Trecho selecionado:
==*==
2° parte da postagem. Anteriormente, tivemos um panorama da sociedade manauara nos anos 1940. Agora, vamos entender como Manaus foi inserida no contexto da Segunda Grande Guerra, e quais os proveitos tirados desse período obscuro da História Mundial.
Pelo Porto de Manaus, no início do século passado, passaram inúmeras pélas de borracha. Em um breve momento dos anos 40, essa mesma situação voltaria a ocorrer. Foto de 1940, A Favorita.
Em
1939, a deflagração da Segunda Guerra Mundial envolveu os países
do Eixo (Alemanha, Itália e Japão) e países do bloco Aliado
(Inglaterra, França, Estados Unidos, etc.), atraindo o mundo para um
desastre letal. Em 1941, o Japão atacou bases militares
norte-americanas e britânicas no Pacífico e invadindo possessões
asiáticas produtoras de borracha, responsáveis por 95% de toda a
produção mundial desse produto. Privados desta preciosa
matéria-prima, os aliados voltaram seus interesses para a única
região com capacidade suficiente para suprir esta perda - a
Amazônia.
O
torpedeamento de navios brasileiros, dentre eles o Baependi, que
ceifou a vida de muitos amazonenses e provocou uma onda de ira na
cidade, com patriotas amazonenses depredando e agredindo cidadãos de
origem alemã e italiana, fez o governo brasileiro declarar guerra
aos países do Eixo, inserindo o país no conflito mundial.
Incorporado diretamente no conflito como potencial fornecedor dessa
matéria prima o Amazonas assistirá novamente um surto de migração
rumo aos rios e florestas em busca da borracha.
Para
atingir esses objetivos é necessário reestruturar toda organização
produtiva no Estado, no que diz respeito à força de trabalho,
transporte, estocagem, comunicação e infraestrutura administrativa
e Manaus foi escolhida para ser uma das sub sedes desse monumental
plano proposto nos “Acordos de Washington”, assinado pelo Brasil
com governos aliados, capitaneados pelos Estados Unidos da América e
gerenciado pela Rubber Development Company, cujo escritório foi
instalado nas dependências do Teatro Amazonas.
==*==
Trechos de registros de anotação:
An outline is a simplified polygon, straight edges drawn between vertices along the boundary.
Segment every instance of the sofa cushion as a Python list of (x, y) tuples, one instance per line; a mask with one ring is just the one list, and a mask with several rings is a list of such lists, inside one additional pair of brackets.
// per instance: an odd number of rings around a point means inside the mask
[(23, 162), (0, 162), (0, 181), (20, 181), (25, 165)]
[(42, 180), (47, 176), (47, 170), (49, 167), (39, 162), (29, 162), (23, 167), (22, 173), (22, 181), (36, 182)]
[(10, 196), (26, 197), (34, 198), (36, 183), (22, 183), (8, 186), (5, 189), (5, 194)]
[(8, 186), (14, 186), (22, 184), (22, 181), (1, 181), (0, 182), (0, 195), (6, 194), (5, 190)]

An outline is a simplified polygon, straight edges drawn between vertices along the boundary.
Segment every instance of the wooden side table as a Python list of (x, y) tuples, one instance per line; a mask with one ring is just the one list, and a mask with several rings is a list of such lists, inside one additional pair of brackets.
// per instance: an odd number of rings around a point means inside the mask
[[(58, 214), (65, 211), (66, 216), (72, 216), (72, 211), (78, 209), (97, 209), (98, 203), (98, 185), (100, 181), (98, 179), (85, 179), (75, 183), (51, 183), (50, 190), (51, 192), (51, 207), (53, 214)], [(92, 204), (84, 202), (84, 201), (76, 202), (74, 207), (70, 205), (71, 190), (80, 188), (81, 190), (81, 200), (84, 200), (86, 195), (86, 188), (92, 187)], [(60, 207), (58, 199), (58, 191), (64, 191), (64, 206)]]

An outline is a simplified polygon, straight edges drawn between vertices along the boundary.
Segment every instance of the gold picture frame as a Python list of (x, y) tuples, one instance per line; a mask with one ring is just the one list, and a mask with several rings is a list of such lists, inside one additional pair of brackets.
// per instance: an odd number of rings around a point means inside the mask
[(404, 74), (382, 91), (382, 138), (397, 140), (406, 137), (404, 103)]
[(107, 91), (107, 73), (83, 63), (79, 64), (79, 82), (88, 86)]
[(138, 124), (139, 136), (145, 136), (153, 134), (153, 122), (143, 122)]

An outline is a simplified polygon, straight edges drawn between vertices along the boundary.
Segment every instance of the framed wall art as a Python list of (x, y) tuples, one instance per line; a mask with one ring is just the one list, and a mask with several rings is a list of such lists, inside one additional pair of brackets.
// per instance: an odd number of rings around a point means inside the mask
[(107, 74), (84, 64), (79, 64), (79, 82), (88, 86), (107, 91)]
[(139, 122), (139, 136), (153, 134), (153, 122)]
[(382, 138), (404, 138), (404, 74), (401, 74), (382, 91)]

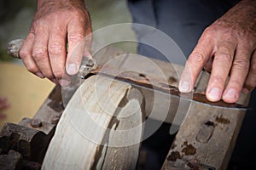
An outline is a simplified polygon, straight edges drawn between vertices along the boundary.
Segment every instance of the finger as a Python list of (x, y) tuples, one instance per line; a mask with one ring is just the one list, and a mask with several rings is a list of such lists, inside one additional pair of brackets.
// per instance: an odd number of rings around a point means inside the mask
[(206, 94), (207, 98), (212, 102), (221, 99), (232, 65), (236, 44), (225, 42), (220, 43), (218, 47), (214, 54), (212, 70)]
[(248, 75), (245, 81), (243, 93), (249, 93), (256, 87), (256, 50), (252, 54)]
[(32, 47), (32, 58), (43, 75), (49, 79), (53, 79), (54, 75), (51, 71), (48, 56), (48, 27), (40, 26), (37, 30), (35, 35), (34, 44)]
[(84, 56), (87, 58), (91, 58), (91, 42), (92, 42), (92, 33), (89, 33), (85, 36), (84, 38)]
[(207, 64), (204, 65), (204, 69), (206, 71), (211, 73), (212, 69), (212, 63), (213, 63), (214, 56), (211, 57)]
[(66, 39), (67, 30), (58, 26), (51, 27), (48, 42), (48, 52), (51, 69), (56, 80), (62, 79), (65, 74), (65, 63), (67, 56)]
[(27, 35), (26, 39), (24, 41), (19, 54), (27, 71), (41, 78), (44, 78), (44, 76), (42, 74), (32, 57), (33, 42), (34, 34), (32, 32), (30, 32)]
[(68, 54), (66, 61), (66, 70), (68, 75), (79, 71), (84, 54), (85, 30), (79, 20), (72, 20), (67, 26)]
[(209, 36), (203, 35), (186, 62), (178, 86), (180, 92), (192, 91), (201, 69), (213, 52), (213, 41)]
[(223, 99), (227, 103), (238, 100), (239, 94), (243, 87), (248, 73), (252, 51), (241, 45), (237, 47), (232, 64), (230, 78), (224, 92)]

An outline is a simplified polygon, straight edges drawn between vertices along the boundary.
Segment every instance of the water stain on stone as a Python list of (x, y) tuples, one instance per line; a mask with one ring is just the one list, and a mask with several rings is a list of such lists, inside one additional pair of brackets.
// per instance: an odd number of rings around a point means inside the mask
[(222, 116), (216, 116), (215, 121), (217, 122), (222, 123), (222, 124), (230, 124), (230, 121), (227, 118), (223, 117)]

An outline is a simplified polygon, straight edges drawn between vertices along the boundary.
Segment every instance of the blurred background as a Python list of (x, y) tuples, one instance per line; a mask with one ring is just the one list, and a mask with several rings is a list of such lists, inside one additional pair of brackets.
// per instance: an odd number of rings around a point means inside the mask
[[(93, 30), (131, 22), (125, 0), (86, 0), (86, 4)], [(55, 86), (28, 72), (20, 60), (6, 53), (9, 41), (26, 38), (36, 7), (37, 1), (0, 1), (0, 97), (7, 98), (10, 105), (6, 110), (0, 110), (0, 128), (5, 122), (17, 123), (23, 117), (32, 117)], [(131, 30), (125, 33), (134, 36)], [(119, 35), (113, 32), (113, 36)], [(129, 53), (136, 52), (135, 43), (119, 46)]]

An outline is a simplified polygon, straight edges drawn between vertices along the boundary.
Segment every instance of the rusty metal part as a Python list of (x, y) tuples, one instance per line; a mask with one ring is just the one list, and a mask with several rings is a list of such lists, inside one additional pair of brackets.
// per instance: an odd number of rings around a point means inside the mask
[(30, 125), (32, 128), (40, 128), (40, 127), (42, 127), (42, 121), (39, 119), (32, 119), (30, 121)]
[(106, 68), (101, 65), (98, 65), (98, 68), (92, 71), (84, 78), (87, 78), (91, 75), (98, 74), (105, 76), (109, 76), (119, 81), (126, 82), (134, 86), (138, 86), (140, 88), (151, 88), (154, 90), (158, 90), (169, 94), (172, 96), (177, 96), (182, 98), (183, 99), (195, 101), (201, 104), (208, 105), (214, 107), (224, 107), (230, 109), (247, 109), (246, 106), (239, 104), (228, 104), (223, 100), (218, 102), (211, 102), (207, 100), (206, 96), (202, 94), (181, 94), (177, 87), (172, 86), (168, 83), (167, 81), (157, 78), (151, 75), (143, 75), (142, 76), (141, 73), (137, 73), (133, 71), (119, 71), (115, 69)]
[(22, 169), (22, 156), (13, 150), (7, 155), (0, 155), (1, 170), (16, 170)]
[(177, 158), (175, 161), (169, 160), (166, 167), (162, 169), (170, 170), (216, 170), (216, 167), (201, 163), (197, 159), (186, 160), (183, 158)]
[[(63, 110), (61, 88), (56, 86), (33, 117), (39, 120), (37, 126), (32, 126), (32, 119), (23, 118), (18, 125), (6, 123), (3, 127), (0, 132), (1, 154), (7, 155), (10, 150), (15, 150), (23, 157), (22, 168), (20, 169), (40, 169), (56, 126), (51, 123), (51, 120), (61, 117)], [(4, 160), (2, 158), (0, 162)], [(2, 162), (0, 169), (11, 169), (9, 162)], [(15, 164), (12, 162), (11, 165)]]
[(0, 148), (3, 153), (15, 150), (28, 160), (42, 163), (49, 143), (54, 134), (53, 125), (48, 134), (44, 132), (13, 123), (6, 123), (0, 132)]
[[(21, 48), (23, 43), (22, 39), (13, 40), (9, 42), (8, 44), (8, 53), (14, 56), (14, 57), (20, 57), (19, 51)], [(114, 77), (115, 79), (130, 82), (135, 86), (140, 86), (144, 88), (154, 88), (154, 90), (160, 90), (171, 95), (181, 97), (181, 94), (179, 93), (178, 89), (176, 87), (171, 86), (168, 82), (161, 80), (154, 76), (150, 76), (149, 78), (146, 77), (143, 75), (142, 76), (141, 73), (137, 73), (137, 75), (129, 72), (121, 72), (119, 73), (118, 70), (110, 69), (110, 68), (102, 68), (102, 66), (98, 65), (93, 59), (89, 59), (86, 57), (83, 57), (81, 67), (79, 71), (79, 73), (76, 75), (75, 77), (86, 79), (88, 76), (91, 76), (91, 74), (100, 74), (110, 77)], [(73, 81), (74, 84), (71, 85), (67, 89), (63, 88), (64, 92), (64, 101), (65, 104), (67, 103), (68, 100), (73, 92), (78, 88), (78, 87), (81, 84), (81, 81)], [(238, 104), (227, 104), (223, 100), (218, 102), (210, 102), (207, 100), (206, 96), (201, 94), (193, 94), (193, 98), (191, 99), (191, 94), (182, 94), (182, 98), (188, 100), (193, 100), (195, 102), (200, 102), (201, 104), (209, 105), (211, 106), (217, 106), (217, 107), (226, 107), (226, 108), (237, 108), (237, 109), (247, 109), (247, 107), (238, 105)]]

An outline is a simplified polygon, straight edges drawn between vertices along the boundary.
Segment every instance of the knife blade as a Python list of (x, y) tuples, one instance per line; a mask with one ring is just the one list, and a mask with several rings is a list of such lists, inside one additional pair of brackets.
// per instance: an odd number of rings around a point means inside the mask
[[(16, 39), (10, 41), (8, 43), (7, 52), (9, 54), (15, 58), (20, 58), (19, 51), (23, 44), (23, 39)], [(67, 91), (74, 91), (79, 85), (81, 84), (81, 79), (86, 79), (91, 75), (102, 75), (104, 76), (109, 76), (119, 81), (126, 82), (133, 86), (140, 87), (143, 88), (151, 88), (154, 90), (158, 90), (166, 94), (169, 94), (171, 96), (182, 98), (187, 101), (198, 102), (203, 105), (211, 105), (213, 107), (224, 107), (230, 109), (242, 109), (247, 110), (247, 107), (240, 104), (233, 103), (228, 104), (223, 100), (218, 102), (211, 102), (207, 100), (206, 96), (202, 94), (193, 93), (186, 94), (181, 94), (177, 87), (167, 84), (166, 81), (159, 79), (154, 76), (150, 76), (150, 81), (145, 76), (142, 76), (138, 73), (134, 72), (121, 72), (119, 73), (118, 70), (113, 68), (106, 68), (102, 65), (97, 65), (95, 60), (92, 58), (89, 59), (83, 57), (81, 66), (75, 78), (79, 78), (79, 81), (74, 81), (75, 83), (72, 85), (73, 88), (67, 88)], [(69, 93), (70, 94), (70, 93)], [(72, 93), (73, 94), (73, 93)], [(68, 94), (70, 96), (70, 94)], [(191, 97), (192, 96), (192, 97)]]

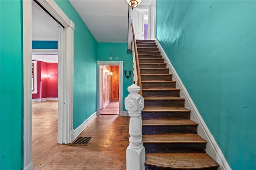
==*==
Instruções:
A - Extraia do texto sobre Manaus na Segunda Guerra Mundial a passagem que se inicia nas palavras "Incorporado diretamente no" e termina após "do Teatro Amazonas.", reproduzindo-a sem qualquer alteração.
B - Dê prosseguimento ao texto sobre Manaus na Segunda Guerra Mundial, redigindo o que viria logo depois de sua última frase.

Respostas:
A -
Incorporado diretamente no conflito como potencial fornecedor dessa
matéria prima o Amazonas assistirá novamente um surto de migração
rumo aos rios e florestas em busca da borracha.
Para
atingir esses objetivos é necessário reestruturar toda organização
produtiva no Estado, no que diz respeito à força de trabalho,
transporte, estocagem, comunicação e infraestrutura administrativa
e Manaus foi escolhida para ser uma das sub sedes desse monumental
plano proposto nos “Acordos de Washington”, assinado pelo Brasil
com governos aliados, capitaneados pelos Estados Unidos da América e
gerenciado pela Rubber Development Company, cujo escritório foi
instalado nas dependências do Teatro Amazonas.

B -
Presidente Getúlio Vargas em visita a Manaus, 1940. Registro feito pelo fotógrafo americano Hart Preston, nas dependências do antigo Quartel da Polícia Militar do Amazonas, atual Centro Cultural Palacete Provincial. Sua visita visava acordos comerciais para o fornecimento de borracha para os Aliados.
Este
foi um período ruim para todos e sofreram muito com o conflito. A
cidade, que já vinha tendo problemas de abastecimento de alguns
gêneros alimentícios e outros produtos como café, açúcar, óleo
de cozinha, feijão, arroz, sal, carne entre outros mais vitais, já
que não os produzia, por conta da estagnação econômica e dependia
do abastecimento externo, com a entrada do Brasil no conflito, terá
a situação agravada com o bloqueio naval e o racionamento. Com a
falta de produtos industrializados, principalmente combustíveis,
roupas, remédios e equipamentos de reposição o povo teve de se
virar com improvisos regionais. O mercado negro nessa época foi
muito ativo, enriquecendo muito comerciantes inescrupulosos.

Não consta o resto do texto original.